#### Extract to read
I am a big fan of Bloom and Storm, so the thought of a third book from Nicola Skinner filled me with joy. Then I was invited to review the book, which meant that I got my hands on an early copy and also got the opportunity to host Nicola, who has written a special piece for me about the SS Great Britain! How lucky am I?!
So, here's my review, followed by Nicola's piece on the inspiration for Starboard.
When I first clapped eyes on the most beautiful ship known to
humanity (not hyperbole, FACT) and decided to write a children’s book about
her, did I have any idea she’d be a perfect icon of survival for these troubled
times?
No.
Yet was it inevitable she’d
inspire me, every day, to keep going, given how clearly amazing she is?
Yes.
Can I stop asking myself
theoretical questions and get to the point, given I only have a few hundred
words for this post?
I can try.
When the SS Great Britain
was designed in the mid 19th century, Isambard Kingdom Brunel
created her to be the most perfect ship of all time.
And she was – for a bit.
But the world doesn’t
always know how to treat its superstars, and it didn’t take long for her to be
mismanaged, grow shabbier. After serving her country for forty years, she was
damaged in a storm and dragged to the Falkland Islands where – (wobbly lip) –
she was not repaired. She was mutilated.
This is where I start to
cry, look away now.
She was stripped of
anything that might turn a profit – sails, wood, fittings – then dragged to a
lonely cove, scuttled, and left to rot.
She did not rot.
########
> **Written task 1**
Please translate this sentence from the SS Great Britain post into Spanish: "She was stripped of anything that might turn a profit – sails, wood, fittings – then dragged to a lonely cove, scuttled, and left to rot."
> **Written task 2**
Carry on the SS Great Britain post from the point where it stops.
The data below has nothing to do with the SS Great Britain post.
#### Data supplied
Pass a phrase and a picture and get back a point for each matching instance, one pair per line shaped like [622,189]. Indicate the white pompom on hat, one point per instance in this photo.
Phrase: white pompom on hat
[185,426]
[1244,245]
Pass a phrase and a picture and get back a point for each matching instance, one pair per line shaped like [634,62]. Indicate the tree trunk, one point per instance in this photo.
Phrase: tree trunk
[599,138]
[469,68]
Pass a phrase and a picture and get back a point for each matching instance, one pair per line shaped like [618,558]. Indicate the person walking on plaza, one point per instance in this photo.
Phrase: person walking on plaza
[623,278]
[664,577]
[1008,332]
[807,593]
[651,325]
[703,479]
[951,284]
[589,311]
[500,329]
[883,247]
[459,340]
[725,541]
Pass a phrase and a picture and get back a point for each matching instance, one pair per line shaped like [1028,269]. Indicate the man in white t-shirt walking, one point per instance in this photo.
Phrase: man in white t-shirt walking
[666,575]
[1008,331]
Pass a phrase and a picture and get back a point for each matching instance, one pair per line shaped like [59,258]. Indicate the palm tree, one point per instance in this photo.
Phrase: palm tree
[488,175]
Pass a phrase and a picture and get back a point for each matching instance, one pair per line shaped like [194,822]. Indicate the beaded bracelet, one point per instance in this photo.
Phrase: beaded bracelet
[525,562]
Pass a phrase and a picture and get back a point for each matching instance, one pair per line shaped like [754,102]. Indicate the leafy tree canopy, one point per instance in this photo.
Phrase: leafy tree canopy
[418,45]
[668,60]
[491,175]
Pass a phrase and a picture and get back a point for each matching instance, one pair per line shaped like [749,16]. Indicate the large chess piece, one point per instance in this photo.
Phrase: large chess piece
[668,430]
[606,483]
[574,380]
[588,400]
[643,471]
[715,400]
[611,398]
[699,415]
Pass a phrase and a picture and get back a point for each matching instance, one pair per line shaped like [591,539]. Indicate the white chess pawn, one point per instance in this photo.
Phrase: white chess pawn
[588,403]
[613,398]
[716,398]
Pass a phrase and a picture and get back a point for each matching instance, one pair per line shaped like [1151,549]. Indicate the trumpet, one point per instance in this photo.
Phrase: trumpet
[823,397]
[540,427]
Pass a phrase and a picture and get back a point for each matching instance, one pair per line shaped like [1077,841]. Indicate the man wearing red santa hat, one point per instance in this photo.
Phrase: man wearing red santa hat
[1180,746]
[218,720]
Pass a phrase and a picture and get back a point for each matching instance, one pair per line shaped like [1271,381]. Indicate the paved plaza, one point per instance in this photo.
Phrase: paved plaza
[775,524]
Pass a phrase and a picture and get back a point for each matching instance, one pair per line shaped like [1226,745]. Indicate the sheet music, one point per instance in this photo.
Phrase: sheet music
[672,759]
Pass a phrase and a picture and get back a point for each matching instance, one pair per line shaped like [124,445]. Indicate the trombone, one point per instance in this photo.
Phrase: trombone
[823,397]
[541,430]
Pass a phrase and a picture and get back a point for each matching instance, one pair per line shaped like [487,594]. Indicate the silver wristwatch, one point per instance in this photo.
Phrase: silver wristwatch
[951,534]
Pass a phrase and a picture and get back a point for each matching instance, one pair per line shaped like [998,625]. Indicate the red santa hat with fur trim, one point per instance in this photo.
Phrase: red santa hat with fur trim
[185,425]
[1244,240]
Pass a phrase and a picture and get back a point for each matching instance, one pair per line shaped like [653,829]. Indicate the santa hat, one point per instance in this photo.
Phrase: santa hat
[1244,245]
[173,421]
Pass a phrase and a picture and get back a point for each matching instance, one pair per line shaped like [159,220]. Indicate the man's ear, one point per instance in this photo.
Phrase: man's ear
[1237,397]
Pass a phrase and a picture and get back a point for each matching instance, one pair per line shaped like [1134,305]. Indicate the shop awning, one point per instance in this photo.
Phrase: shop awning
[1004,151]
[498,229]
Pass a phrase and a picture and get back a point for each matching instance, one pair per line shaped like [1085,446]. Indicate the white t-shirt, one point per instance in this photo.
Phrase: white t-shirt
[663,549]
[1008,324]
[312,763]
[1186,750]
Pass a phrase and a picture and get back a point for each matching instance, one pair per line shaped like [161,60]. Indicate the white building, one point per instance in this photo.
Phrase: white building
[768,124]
########
> **Exercise answer 1**
Fue despojada de todo lo que pudiera dar algún beneficio (velas, madera, accesorios) y luego arrastrada a una cala solitaria, hundida deliberadamente y abandonada para que se pudriera.

> **Exercise answer 2**
She held on; wrecked,
damaged, neglected – but she endured. Partly, I think, because she had been
built and designed with so much love. It was impossible for her to fully
collapse. But also because I think some mysterious power kept her intact; like
the universe knew her time wasn’t quite up.
In
1967, a group of people came together and decided, with a fierce and admirable
conviction, to join forces and bring her back to Bristol, the city where she
had been built. With funding from
philanthropist Jack Hayward and the concerted efforts of salvage experts, her
wreck was lifted from the sand and carefully taken the 8,000 miles back to the
city of Bristol, her home.
Here
she was restored entirely. Now she is as beautiful as the day she was launched
– if not more so, because she looks like such a survivor.
I
find it astonishing that a ship should make me feel so emotional but in 2021,
her story is the one I cling to for hope. I think about her eighty years of
decline out in the Falklands and the people who believed she deserved to be
rescued, and how this belief spread, and made the impossible finally possible.
As we emerge, limping,
from the strangest twelve months, it’s easy to feel wrecked and washed up too.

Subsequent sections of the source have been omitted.